**Task to complete**.
Revise the material from the line holding "For each instance of the pale" through the end, inclusive, putting "place one point" wherever "set down one marker" appears and keeping everything else the same. Leave the pictures out of your answer.

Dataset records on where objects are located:
---
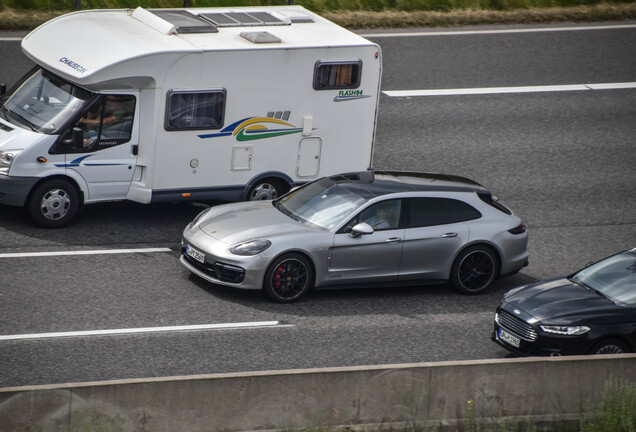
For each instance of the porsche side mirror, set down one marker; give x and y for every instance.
(362, 228)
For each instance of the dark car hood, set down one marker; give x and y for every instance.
(560, 300)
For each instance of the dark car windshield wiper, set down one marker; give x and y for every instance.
(22, 120)
(590, 288)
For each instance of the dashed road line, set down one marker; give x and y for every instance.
(128, 331)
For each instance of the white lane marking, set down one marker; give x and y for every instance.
(459, 32)
(501, 31)
(85, 252)
(227, 326)
(501, 90)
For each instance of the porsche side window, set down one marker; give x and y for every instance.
(337, 75)
(439, 211)
(188, 110)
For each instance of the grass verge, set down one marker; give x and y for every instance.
(17, 19)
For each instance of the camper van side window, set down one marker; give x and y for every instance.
(195, 110)
(337, 75)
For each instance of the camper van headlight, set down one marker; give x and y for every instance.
(6, 157)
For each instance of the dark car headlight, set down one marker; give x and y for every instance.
(249, 248)
(565, 330)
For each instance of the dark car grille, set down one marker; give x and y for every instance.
(220, 271)
(516, 325)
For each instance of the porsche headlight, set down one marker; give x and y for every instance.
(6, 157)
(565, 330)
(250, 248)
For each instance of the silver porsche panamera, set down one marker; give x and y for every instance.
(366, 228)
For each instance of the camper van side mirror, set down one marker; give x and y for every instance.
(77, 138)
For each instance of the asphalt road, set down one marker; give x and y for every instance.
(563, 160)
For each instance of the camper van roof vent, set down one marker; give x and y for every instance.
(184, 21)
(242, 19)
(260, 37)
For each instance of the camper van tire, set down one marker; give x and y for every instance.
(288, 278)
(53, 204)
(267, 189)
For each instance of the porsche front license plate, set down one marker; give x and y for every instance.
(192, 252)
(509, 339)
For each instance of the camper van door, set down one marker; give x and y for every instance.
(107, 158)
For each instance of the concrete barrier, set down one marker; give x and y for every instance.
(444, 393)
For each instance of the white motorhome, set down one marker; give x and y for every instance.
(184, 104)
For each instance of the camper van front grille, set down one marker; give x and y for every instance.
(184, 21)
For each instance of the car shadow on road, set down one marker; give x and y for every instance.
(401, 300)
(109, 223)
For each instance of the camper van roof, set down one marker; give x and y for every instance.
(96, 46)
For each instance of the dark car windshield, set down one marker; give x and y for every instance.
(614, 277)
(323, 203)
(42, 101)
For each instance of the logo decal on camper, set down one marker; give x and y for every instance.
(252, 128)
(345, 95)
(77, 162)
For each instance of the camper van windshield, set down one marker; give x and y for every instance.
(42, 101)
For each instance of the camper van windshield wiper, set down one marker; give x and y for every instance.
(3, 112)
(22, 120)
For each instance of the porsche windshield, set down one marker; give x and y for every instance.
(42, 101)
(614, 277)
(322, 203)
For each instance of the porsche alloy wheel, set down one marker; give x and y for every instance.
(474, 270)
(288, 278)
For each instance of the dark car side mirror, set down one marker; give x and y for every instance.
(362, 228)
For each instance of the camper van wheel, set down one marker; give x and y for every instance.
(266, 190)
(53, 204)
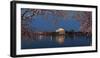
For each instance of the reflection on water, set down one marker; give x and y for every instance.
(52, 41)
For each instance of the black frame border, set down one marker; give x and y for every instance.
(13, 28)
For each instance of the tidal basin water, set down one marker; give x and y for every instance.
(48, 41)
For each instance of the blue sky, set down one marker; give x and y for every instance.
(40, 24)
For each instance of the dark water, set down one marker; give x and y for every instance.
(44, 41)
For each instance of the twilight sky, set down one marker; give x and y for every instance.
(38, 20)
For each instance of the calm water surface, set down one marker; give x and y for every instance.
(41, 41)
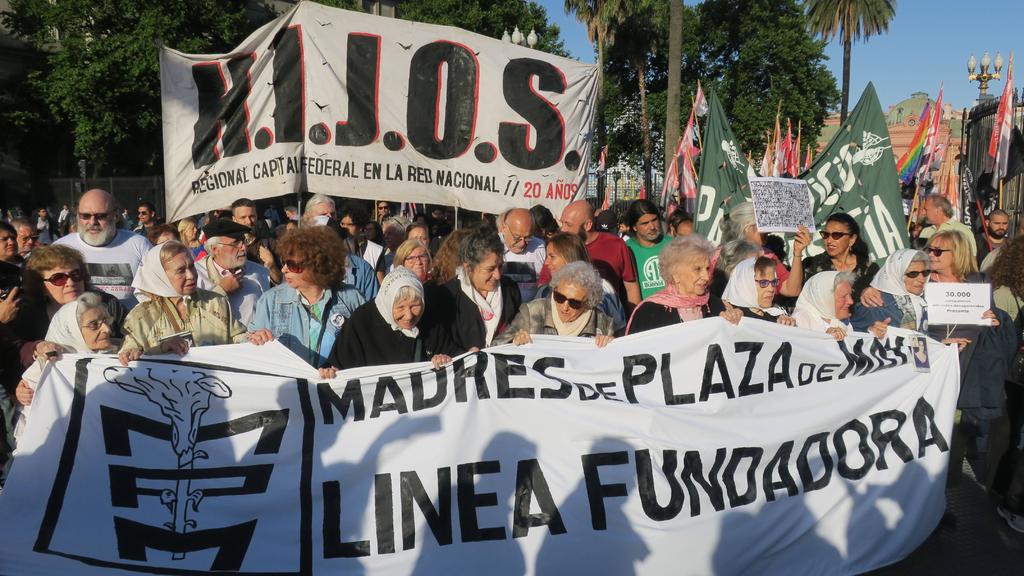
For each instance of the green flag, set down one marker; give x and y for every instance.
(856, 174)
(723, 179)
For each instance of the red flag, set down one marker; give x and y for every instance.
(998, 146)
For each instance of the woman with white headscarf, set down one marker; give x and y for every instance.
(82, 326)
(901, 283)
(177, 315)
(752, 289)
(824, 303)
(388, 329)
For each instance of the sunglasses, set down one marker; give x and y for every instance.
(834, 235)
(562, 298)
(60, 278)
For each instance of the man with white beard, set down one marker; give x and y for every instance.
(112, 256)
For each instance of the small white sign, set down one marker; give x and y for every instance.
(781, 204)
(951, 302)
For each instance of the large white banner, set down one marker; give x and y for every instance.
(705, 448)
(346, 104)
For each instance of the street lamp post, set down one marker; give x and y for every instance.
(984, 76)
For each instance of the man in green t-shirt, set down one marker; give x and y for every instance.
(646, 242)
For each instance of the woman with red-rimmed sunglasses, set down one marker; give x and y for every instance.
(54, 276)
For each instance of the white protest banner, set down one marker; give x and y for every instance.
(957, 302)
(347, 104)
(781, 204)
(705, 448)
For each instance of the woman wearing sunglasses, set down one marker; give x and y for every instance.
(306, 312)
(177, 315)
(567, 311)
(685, 265)
(752, 290)
(55, 276)
(901, 287)
(845, 251)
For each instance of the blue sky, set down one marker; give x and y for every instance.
(928, 43)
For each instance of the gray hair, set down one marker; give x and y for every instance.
(734, 252)
(683, 249)
(737, 220)
(477, 245)
(315, 200)
(583, 275)
(844, 278)
(87, 301)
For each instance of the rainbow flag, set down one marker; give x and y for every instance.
(907, 165)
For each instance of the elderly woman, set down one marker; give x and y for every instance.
(739, 223)
(82, 326)
(479, 302)
(414, 255)
(568, 310)
(685, 265)
(824, 303)
(564, 248)
(177, 314)
(307, 311)
(752, 290)
(901, 284)
(388, 330)
(55, 276)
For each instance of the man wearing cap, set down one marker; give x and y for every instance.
(225, 270)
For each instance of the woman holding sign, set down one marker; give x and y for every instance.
(752, 290)
(685, 265)
(178, 314)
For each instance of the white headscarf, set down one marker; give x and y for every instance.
(393, 282)
(741, 290)
(65, 330)
(816, 304)
(890, 279)
(152, 278)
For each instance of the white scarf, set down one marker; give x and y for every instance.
(489, 306)
(393, 282)
(816, 305)
(152, 278)
(572, 328)
(741, 290)
(891, 280)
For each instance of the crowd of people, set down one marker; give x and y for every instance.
(343, 289)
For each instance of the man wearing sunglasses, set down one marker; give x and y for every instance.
(939, 213)
(112, 256)
(225, 269)
(524, 254)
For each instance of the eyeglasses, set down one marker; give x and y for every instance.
(95, 324)
(60, 278)
(834, 235)
(562, 298)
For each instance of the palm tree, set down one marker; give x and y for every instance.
(599, 16)
(850, 21)
(675, 73)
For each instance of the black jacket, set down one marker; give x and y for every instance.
(463, 317)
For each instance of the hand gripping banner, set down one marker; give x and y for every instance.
(346, 104)
(705, 448)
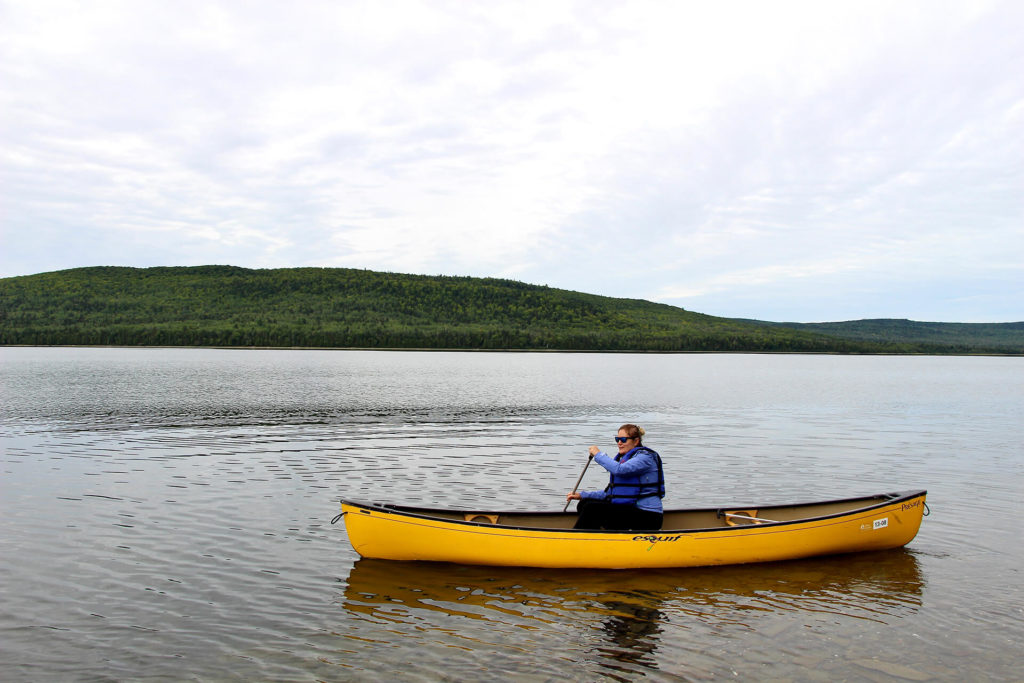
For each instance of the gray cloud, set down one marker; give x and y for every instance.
(808, 161)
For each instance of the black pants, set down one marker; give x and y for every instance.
(611, 516)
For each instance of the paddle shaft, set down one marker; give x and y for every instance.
(578, 482)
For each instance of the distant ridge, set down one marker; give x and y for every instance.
(222, 305)
(993, 336)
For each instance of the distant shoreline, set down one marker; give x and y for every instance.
(511, 350)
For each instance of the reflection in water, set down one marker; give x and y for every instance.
(630, 622)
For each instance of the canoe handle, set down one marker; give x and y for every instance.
(742, 517)
(481, 518)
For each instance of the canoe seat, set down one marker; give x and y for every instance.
(481, 518)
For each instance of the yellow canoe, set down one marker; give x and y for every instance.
(688, 538)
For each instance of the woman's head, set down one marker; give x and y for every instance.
(629, 437)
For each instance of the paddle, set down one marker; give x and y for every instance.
(590, 458)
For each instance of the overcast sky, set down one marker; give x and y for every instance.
(781, 161)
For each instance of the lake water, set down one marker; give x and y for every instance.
(166, 514)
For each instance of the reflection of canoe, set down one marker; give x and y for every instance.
(869, 585)
(688, 538)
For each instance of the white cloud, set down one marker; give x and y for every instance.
(718, 157)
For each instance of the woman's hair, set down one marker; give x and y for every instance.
(633, 432)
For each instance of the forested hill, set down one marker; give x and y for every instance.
(1008, 337)
(341, 307)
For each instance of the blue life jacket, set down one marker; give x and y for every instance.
(630, 488)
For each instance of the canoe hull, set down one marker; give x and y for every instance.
(408, 534)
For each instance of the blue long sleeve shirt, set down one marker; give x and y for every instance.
(641, 468)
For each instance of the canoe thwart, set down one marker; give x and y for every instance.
(481, 517)
(741, 517)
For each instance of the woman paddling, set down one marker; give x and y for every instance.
(633, 498)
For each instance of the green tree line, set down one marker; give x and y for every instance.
(219, 305)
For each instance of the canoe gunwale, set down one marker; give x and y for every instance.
(434, 514)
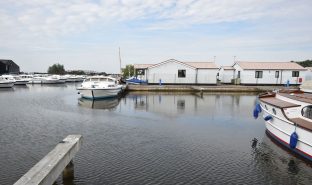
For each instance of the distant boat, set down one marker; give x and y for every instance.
(6, 83)
(136, 81)
(99, 104)
(54, 79)
(99, 87)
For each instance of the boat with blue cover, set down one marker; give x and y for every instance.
(136, 81)
(99, 87)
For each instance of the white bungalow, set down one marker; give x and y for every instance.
(176, 72)
(226, 74)
(268, 73)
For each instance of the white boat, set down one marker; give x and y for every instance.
(74, 78)
(99, 87)
(288, 119)
(5, 82)
(306, 86)
(18, 80)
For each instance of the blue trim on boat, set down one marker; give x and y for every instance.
(296, 151)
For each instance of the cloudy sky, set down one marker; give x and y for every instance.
(86, 34)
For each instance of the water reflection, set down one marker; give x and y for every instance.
(275, 160)
(109, 104)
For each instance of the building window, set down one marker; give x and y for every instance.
(274, 111)
(295, 74)
(182, 73)
(258, 74)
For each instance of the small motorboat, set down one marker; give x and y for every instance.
(18, 80)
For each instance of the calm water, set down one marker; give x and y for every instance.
(144, 138)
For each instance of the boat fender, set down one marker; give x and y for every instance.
(293, 140)
(268, 117)
(257, 110)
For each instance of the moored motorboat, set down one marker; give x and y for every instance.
(288, 119)
(99, 87)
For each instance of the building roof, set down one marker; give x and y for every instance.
(271, 65)
(142, 66)
(228, 67)
(197, 65)
(5, 61)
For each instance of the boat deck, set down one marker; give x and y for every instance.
(278, 103)
(303, 97)
(302, 123)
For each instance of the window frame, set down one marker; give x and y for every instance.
(304, 112)
(295, 74)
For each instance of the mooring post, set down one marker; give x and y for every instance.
(68, 173)
(59, 160)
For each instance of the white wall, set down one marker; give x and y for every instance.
(143, 77)
(268, 77)
(207, 76)
(308, 75)
(225, 76)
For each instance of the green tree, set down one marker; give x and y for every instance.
(128, 71)
(56, 69)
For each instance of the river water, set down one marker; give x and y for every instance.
(144, 138)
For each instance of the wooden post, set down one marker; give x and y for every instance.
(48, 169)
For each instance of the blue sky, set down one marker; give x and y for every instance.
(86, 34)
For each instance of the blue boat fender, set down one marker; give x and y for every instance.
(293, 140)
(268, 117)
(257, 110)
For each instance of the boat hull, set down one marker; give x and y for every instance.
(281, 130)
(21, 82)
(99, 93)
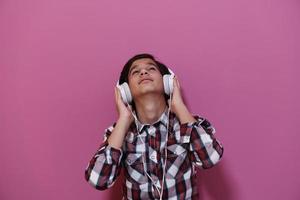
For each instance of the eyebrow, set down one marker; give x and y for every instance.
(150, 62)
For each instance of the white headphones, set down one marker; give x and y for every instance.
(127, 99)
(168, 87)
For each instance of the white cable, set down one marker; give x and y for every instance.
(160, 192)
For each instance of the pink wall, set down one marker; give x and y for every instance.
(237, 62)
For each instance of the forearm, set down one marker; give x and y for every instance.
(184, 115)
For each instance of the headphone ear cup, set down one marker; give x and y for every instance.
(125, 93)
(168, 83)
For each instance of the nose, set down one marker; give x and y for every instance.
(143, 72)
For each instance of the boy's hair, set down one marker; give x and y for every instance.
(124, 74)
(125, 71)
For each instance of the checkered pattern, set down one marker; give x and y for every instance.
(188, 145)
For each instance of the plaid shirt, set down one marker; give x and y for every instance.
(188, 145)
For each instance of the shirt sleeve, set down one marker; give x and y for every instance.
(105, 166)
(205, 150)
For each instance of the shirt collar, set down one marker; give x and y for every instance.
(163, 119)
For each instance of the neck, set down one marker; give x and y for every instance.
(150, 108)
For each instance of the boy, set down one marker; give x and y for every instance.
(156, 139)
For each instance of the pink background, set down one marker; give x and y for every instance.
(237, 62)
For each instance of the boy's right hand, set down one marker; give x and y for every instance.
(123, 110)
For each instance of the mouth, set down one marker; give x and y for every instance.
(145, 80)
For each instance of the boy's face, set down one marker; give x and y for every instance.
(144, 77)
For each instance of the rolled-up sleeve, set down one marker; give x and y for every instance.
(104, 167)
(205, 150)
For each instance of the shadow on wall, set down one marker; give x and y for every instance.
(116, 191)
(213, 184)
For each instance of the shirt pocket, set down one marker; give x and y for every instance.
(177, 159)
(135, 166)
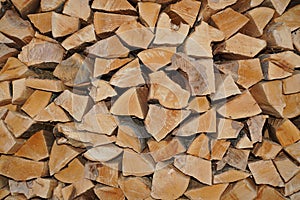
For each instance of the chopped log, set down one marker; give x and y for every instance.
(259, 18)
(264, 172)
(289, 18)
(74, 104)
(106, 192)
(279, 128)
(72, 173)
(135, 187)
(168, 182)
(200, 123)
(198, 44)
(195, 167)
(62, 25)
(199, 105)
(40, 51)
(80, 37)
(229, 129)
(77, 8)
(103, 153)
(104, 66)
(270, 102)
(136, 164)
(130, 75)
(105, 173)
(168, 33)
(266, 150)
(131, 103)
(292, 84)
(16, 28)
(149, 12)
(246, 73)
(229, 21)
(231, 175)
(187, 10)
(51, 5)
(166, 149)
(248, 107)
(225, 87)
(8, 143)
(21, 169)
(156, 58)
(143, 36)
(42, 21)
(278, 36)
(241, 46)
(168, 93)
(206, 192)
(160, 122)
(37, 147)
(109, 48)
(286, 168)
(255, 125)
(60, 156)
(36, 102)
(113, 5)
(18, 123)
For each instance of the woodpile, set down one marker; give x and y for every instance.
(149, 99)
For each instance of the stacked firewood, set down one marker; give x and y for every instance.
(151, 99)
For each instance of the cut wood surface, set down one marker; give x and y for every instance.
(149, 99)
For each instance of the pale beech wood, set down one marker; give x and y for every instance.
(264, 172)
(160, 121)
(229, 21)
(21, 169)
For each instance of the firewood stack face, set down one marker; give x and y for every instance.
(150, 99)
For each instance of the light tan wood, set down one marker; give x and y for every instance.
(168, 33)
(198, 44)
(136, 164)
(264, 172)
(168, 182)
(80, 37)
(241, 46)
(21, 169)
(77, 8)
(60, 156)
(229, 21)
(42, 21)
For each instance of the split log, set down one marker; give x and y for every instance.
(198, 44)
(162, 86)
(136, 164)
(160, 121)
(103, 153)
(62, 25)
(168, 33)
(259, 18)
(149, 12)
(18, 123)
(21, 169)
(229, 21)
(131, 103)
(166, 149)
(248, 107)
(37, 147)
(241, 46)
(130, 75)
(168, 182)
(80, 37)
(60, 156)
(264, 172)
(195, 167)
(77, 8)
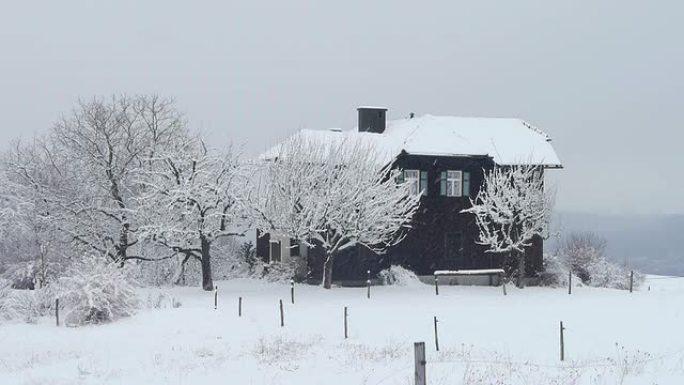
---
**Response to this exercise**.
For each instance of the pale beech wood, place one point; give x and y for every instance.
(264, 172)
(160, 121)
(229, 21)
(21, 169)
For each instance of the firewood stack face, place one point; give x and y for every instance.
(150, 99)
For each instance of the light tan wood, place one point; give x and y for every instance.
(168, 33)
(198, 44)
(136, 164)
(264, 172)
(168, 182)
(80, 37)
(241, 46)
(21, 169)
(77, 8)
(60, 156)
(229, 21)
(42, 21)
For each instance of the split log, place one point; give x and y for every instance.
(198, 44)
(162, 86)
(136, 164)
(160, 121)
(103, 153)
(62, 25)
(168, 33)
(259, 18)
(149, 12)
(18, 123)
(21, 169)
(229, 21)
(131, 103)
(166, 149)
(248, 107)
(37, 147)
(241, 46)
(130, 75)
(168, 182)
(80, 37)
(60, 156)
(264, 172)
(195, 167)
(77, 8)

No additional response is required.